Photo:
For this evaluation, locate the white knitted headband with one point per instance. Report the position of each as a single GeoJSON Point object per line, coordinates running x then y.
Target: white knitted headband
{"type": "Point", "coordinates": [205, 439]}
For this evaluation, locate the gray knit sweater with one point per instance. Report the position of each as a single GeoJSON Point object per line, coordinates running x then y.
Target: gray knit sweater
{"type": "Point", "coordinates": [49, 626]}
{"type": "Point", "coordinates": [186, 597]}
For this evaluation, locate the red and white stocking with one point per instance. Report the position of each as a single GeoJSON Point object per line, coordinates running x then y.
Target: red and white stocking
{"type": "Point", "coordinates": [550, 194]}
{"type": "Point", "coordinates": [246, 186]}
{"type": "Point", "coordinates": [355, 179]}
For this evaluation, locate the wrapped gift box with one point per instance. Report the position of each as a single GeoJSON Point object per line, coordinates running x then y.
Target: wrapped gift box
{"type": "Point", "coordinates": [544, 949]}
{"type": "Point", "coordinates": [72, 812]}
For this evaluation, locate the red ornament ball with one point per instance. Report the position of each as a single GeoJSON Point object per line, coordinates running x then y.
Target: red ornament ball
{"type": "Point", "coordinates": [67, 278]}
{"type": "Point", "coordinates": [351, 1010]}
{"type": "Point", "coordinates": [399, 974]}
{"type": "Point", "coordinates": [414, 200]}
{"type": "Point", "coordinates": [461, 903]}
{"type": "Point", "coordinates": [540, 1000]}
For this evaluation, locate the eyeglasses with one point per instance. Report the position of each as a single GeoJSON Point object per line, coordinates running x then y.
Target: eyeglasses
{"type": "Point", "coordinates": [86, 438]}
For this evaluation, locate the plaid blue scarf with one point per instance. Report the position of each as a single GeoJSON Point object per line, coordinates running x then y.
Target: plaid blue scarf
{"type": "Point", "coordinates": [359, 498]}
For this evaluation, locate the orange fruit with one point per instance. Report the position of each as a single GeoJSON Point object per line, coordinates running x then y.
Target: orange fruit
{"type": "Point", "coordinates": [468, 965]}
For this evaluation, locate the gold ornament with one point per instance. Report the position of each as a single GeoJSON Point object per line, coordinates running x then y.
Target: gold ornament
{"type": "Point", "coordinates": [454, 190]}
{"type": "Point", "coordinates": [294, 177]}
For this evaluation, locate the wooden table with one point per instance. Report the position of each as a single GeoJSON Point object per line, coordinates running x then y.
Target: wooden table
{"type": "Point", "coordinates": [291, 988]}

• Exercise directions: Copy out the lines from the one holding "For this evaluation, locate the wooden" through the last line, both included. Keep their wording unchanged, but adjust every point coordinate by -110.

• Task response:
For this evaluation, locate the wooden table with one point per instance. Report the position of each as a single GeoJSON Point object per line, coordinates running x then y.
Target: wooden table
{"type": "Point", "coordinates": [181, 878]}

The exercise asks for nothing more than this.